M&M – Voltando ao aspecto criativo… Quais são as suas maiores referências?
Heitor –
O cinema é tão grande, tudo muda tanto, mas gosto de alguns clássicos, como o (Stanley) Kubrick, que para mim é o maior gênio da história do cinema. E o Akira Kurosawa também… Ambos são estetas enlouquecidos, mas o Kubrick é um investigador da alma humana. No teatro tem o Shakespeare. Eu não busco minhas referências apenas no cinema, mas também em outras artes e na vida mesmo. O assunto do cinema é a vida. Nossa área gosta de gente e de traduzir isso em narrativas.

M&M – O que você tem consumido no momento?
......
> [EXERCÍCIOS]
#1 Resuma o trecho selecionado em duas frases.
#2 Transcreva literalmente a parte do trecho selecionado que começa em "M&M – Voltando" e vai até "consumido no momento?".

> [DADOS DE ORIGEM]
......
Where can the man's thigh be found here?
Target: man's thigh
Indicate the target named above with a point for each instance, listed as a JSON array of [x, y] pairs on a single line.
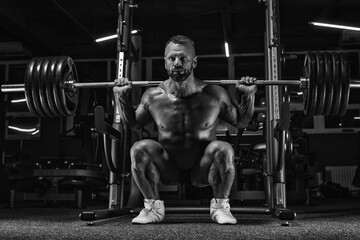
......
> [RESPOSTAS ESCRITAS]
#1 Heitor aponta como referências clássicos do cinema, como Stanley Kubrick, que considera o maior gênio da história do cinema e um investigador da alma humana, e Akira Kurosawa, além de Shakespeare no teatro. Heitor também busca referências em outras artes e na própria vida, já que, a seu ver, o assunto do cinema é a vida e a área gosta de gente e de traduzir isso em narrativas.

#2
M&M – Voltando ao aspecto criativo… Quais são as suas maiores referências?
Heitor –
O cinema é tão grande, tudo muda tanto, mas gosto de alguns clássicos, como o (Stanley) Kubrick, que para mim é o maior gênio da história do cinema. E o Akira Kurosawa também… Ambos são estetas enlouquecidos, mas o Kubrick é um investigador da alma humana. No teatro tem o Shakespeare. Eu não busco minhas referências apenas no cinema, mas também em outras artes e na vida mesmo. O assunto do cinema é a vida. Nossa área gosta de gente e de traduzir isso em narrativas.

M&M – O que você tem consumido no momento?